• _DOCUMENT EXCERPT_
········
Napoleon is credited with having said, “An army travels on its belly.” Maybe he should have added, “and that belly should be full of beer.” In Rudyard Kipling’s poem, “Gunga Din,” an Indian water carrier is depicted as a lifesaving hero to parched British soldiers in the heat of battle. But as vital as his service is, water is not the beverage these fighting men desire: “You may talk o’ gin and beer/ When you’re safely quartered ‘ere,” the poet writes. Throughout the history of warfare, especially in northern Europe and North America, beer has been the soldier’s “water of life.”
Brewing and Battles in Ancient Times
While beer has a long history as a beverage in Sumeria, Mesopotamia and Egypt, by the time of the Roman Empire, the drink of choice around the Mediterranean was wine. The Romans planted vineyards wherever they settled (even in Britain), and Roman legionnaires drank wine daily, as did most other citizens. When Roman soldiers encountered the tribal peoples of Gaul and the British Isles, however, they found themselves battling serious beer drinkers.
To the ancient Celts, beer was a prelude to battle. The effects of alcohol ameliorated the natural fear of injury or death in armed conflict.
The strength of the Celtic attack lay in the ferocity of the first onslaught. It was a power generated a belief in the afterlife, a desire to gain glory, and a battle hysteria created by the building crescendo of noise and chanting, often enhanced still further by alcohol. These are, in fact, the usual methods that fighting forces throughout the ages have needed to give courage at the moment of battle. (1)
Like the Vikings, the Celts often fought naked. Was this a consequence of the shedding of inhibitions brought about by beer drinking? As a battle strategy, it seems to have had only limited success. Soldiers usually keep their clothes on these days, but beer still retains its ability to create a fighting mood, as any bartender knows.
The American Revolution
Bartenders also should know the role of beer in inspiring revolution. Taverns were the major meeting places of American colonial life and, consequently, the sites where groups such as the Sons of Liberty gathered to plot rebellion against English rule. A historic example is Samuel Adams’s famous haunt, the Green Dragon in Boston.
But beer did more than kindle the American Revolution. As part of a soldier’s regular daily ration as decreed by the Continental Congress, beer fueled the flames of freedom burning within its armies. The statute, enacted on November 4, 1775, stipulated that each soldier be provided with “I QT of Spruce Beer, or Cider/man/day.”(2)
George Washington himself, major general of the American rebel army, was a firm believer in the importance of beer as a staple for his troops. According to historian Gregg Smith, “among Washington’s least recognized but most valuable skills was locating his encampments within reach of a supply of beer.”(3) On the other hand, he often issued proclamations against the sale of whiskey to soldiers, fearing that drunkenness would disrupt troop discipline.
Colonial brewers were quick to take advantage of the new army’s thirst for beer. Smith quotes the grand scheme of one Thomas Peters, who planned to build a brewery in Baltimore expressly to supply the American troops: “I then formed the plan(of a brewery on the most extensive scale of any in America, for the purpose of brewing to serve the American and French troops,” Peters wrote.(4) The war did not last long enough for Peters’s plans to come to fruition, although other brewers, particularly in New York, found plenty of business in the interim.
········
[Collection entries]
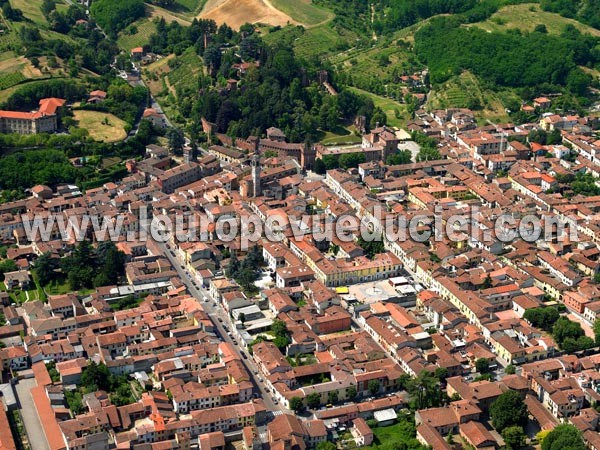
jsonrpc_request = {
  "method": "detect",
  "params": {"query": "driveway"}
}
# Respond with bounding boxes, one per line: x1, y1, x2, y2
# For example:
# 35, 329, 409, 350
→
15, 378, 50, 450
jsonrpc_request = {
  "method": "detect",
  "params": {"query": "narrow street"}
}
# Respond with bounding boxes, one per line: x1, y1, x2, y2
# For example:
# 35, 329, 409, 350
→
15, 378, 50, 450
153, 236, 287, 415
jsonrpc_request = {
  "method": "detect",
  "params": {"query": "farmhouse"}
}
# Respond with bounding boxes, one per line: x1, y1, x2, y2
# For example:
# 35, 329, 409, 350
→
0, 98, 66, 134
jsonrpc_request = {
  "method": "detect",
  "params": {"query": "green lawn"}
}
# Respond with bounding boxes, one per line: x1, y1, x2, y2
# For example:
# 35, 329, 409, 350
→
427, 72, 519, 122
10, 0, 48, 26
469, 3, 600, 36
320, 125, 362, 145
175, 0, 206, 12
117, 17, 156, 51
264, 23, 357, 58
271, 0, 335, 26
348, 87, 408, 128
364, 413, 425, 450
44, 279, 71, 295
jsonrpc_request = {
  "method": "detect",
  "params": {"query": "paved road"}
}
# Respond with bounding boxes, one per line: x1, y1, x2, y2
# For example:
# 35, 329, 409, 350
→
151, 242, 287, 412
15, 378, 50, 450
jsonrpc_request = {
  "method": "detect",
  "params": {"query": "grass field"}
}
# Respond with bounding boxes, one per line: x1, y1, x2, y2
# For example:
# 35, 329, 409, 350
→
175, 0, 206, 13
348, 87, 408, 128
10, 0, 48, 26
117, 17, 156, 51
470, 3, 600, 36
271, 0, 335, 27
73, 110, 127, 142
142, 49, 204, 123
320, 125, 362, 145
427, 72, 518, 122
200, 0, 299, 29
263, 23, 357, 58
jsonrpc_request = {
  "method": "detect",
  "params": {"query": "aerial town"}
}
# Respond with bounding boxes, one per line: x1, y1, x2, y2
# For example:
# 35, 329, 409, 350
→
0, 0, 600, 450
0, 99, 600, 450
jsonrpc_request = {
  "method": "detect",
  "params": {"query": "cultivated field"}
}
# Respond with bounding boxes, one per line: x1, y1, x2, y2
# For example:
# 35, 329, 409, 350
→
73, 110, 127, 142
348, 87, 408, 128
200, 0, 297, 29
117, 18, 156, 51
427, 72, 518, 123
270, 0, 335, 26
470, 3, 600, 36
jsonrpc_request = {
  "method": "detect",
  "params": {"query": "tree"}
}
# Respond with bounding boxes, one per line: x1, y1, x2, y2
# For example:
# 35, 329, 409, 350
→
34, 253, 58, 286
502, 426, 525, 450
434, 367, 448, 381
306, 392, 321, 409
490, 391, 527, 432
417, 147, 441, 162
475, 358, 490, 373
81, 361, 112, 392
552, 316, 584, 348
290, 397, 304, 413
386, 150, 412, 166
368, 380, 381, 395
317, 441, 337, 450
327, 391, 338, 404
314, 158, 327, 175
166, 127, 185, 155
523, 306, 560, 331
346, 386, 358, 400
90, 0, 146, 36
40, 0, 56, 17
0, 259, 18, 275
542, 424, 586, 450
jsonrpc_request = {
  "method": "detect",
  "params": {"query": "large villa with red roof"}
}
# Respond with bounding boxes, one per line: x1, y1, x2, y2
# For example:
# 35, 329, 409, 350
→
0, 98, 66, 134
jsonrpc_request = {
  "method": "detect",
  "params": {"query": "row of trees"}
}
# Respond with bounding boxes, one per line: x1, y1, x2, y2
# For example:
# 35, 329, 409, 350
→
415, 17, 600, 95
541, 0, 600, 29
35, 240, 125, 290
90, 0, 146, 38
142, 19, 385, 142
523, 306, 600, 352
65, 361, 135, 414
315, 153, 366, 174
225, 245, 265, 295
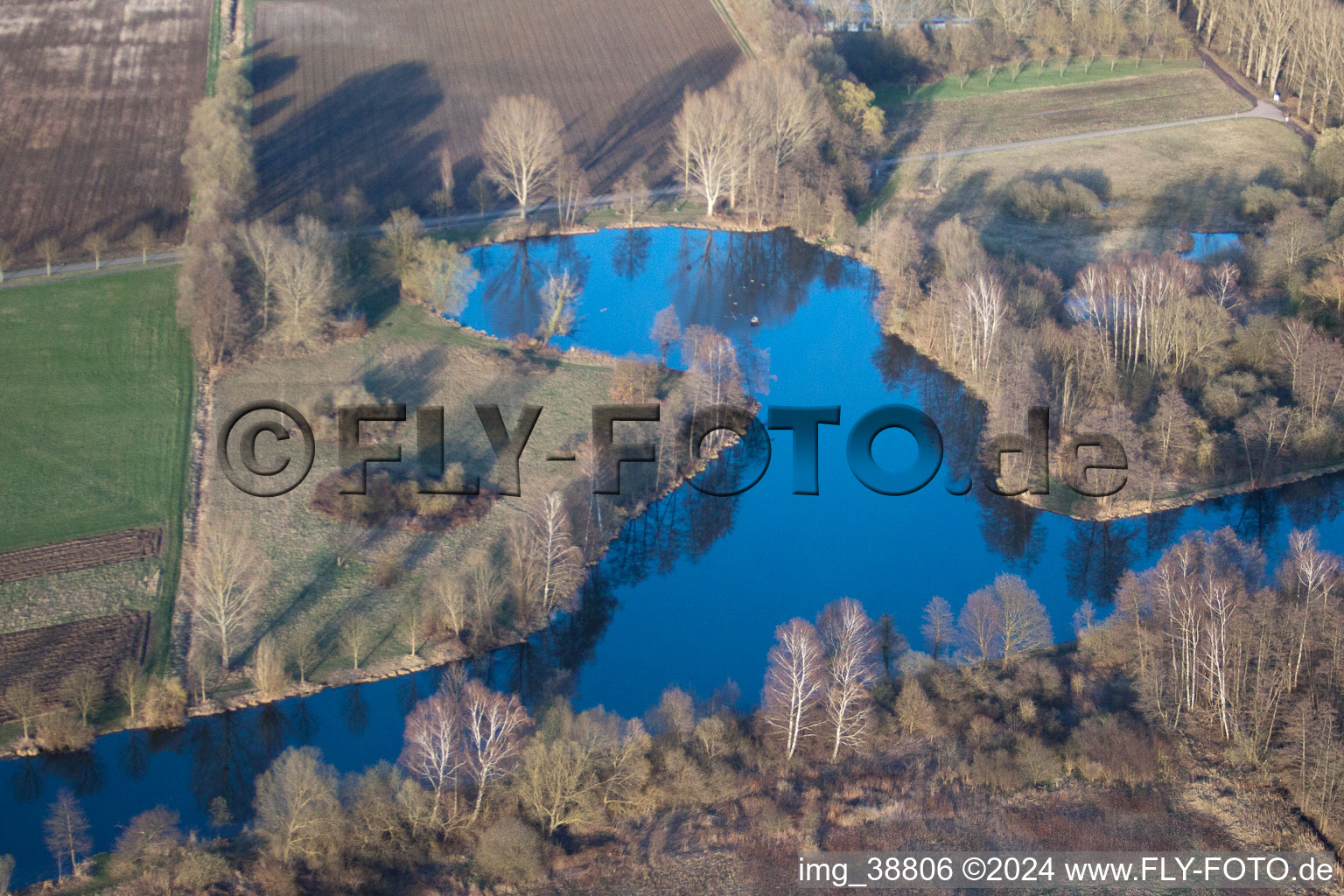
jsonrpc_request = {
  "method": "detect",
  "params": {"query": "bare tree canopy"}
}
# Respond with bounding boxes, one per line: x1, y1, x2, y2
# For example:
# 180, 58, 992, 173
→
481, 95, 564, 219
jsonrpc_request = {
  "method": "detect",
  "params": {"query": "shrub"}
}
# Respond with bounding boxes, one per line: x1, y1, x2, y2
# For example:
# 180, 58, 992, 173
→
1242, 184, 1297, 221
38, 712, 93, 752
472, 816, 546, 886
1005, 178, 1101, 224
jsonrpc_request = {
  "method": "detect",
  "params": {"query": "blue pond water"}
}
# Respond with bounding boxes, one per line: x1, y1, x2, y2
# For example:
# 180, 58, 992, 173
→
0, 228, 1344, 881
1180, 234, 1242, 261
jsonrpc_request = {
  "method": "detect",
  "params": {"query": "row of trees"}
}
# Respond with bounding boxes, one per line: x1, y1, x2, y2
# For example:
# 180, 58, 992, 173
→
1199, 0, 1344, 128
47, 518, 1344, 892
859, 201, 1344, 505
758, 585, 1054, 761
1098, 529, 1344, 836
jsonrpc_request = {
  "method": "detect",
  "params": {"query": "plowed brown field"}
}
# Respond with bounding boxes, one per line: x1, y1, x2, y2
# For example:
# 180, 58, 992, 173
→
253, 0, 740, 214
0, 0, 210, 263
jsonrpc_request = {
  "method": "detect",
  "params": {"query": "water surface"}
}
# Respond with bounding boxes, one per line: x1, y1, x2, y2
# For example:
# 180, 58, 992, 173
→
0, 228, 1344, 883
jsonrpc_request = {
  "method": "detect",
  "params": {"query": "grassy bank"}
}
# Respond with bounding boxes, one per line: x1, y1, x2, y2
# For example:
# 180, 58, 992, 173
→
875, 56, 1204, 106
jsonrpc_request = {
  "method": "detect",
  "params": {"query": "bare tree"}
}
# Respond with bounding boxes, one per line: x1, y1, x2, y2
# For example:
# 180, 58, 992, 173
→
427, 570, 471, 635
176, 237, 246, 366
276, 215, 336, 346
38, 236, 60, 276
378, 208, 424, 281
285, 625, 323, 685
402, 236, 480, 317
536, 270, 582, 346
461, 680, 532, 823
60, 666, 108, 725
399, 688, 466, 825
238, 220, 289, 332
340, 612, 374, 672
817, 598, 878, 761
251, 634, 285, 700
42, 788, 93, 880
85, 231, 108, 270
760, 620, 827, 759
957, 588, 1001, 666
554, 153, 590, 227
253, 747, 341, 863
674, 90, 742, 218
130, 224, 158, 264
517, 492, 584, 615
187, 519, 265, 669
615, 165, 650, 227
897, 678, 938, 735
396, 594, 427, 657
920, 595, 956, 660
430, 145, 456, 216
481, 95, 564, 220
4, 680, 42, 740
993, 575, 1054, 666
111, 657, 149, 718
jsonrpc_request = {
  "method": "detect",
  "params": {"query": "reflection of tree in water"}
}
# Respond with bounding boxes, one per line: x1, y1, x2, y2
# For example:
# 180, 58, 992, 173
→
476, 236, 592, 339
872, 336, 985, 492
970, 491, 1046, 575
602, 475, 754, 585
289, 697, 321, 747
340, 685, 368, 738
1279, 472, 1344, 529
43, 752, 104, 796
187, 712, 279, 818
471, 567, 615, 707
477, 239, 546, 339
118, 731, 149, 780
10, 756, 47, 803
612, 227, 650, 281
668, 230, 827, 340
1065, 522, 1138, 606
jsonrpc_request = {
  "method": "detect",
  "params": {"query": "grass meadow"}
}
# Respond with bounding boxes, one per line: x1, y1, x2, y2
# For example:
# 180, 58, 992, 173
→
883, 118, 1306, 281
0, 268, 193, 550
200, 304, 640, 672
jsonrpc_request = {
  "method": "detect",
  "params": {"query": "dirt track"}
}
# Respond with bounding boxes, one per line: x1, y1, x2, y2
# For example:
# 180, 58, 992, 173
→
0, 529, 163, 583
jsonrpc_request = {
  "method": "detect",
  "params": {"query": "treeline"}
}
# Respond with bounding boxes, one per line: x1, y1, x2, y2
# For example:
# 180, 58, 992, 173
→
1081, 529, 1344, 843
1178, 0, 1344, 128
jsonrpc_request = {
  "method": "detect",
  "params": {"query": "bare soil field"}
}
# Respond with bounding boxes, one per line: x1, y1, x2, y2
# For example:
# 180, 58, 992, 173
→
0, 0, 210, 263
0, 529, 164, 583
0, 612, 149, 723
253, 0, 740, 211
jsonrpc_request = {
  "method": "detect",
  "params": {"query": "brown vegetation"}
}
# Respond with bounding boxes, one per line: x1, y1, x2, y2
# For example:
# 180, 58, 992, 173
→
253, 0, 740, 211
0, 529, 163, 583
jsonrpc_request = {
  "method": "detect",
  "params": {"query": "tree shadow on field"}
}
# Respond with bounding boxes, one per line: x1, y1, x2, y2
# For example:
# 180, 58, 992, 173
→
········
• _EXERCISE BRIEF_
According to the essay on beer and warfare, on what date did the Continental Congress enact the statute setting a daily beer ration for soldiers? Please work only from the essay on beer and warfare.

• _THE REPLY_
November 4, 1775.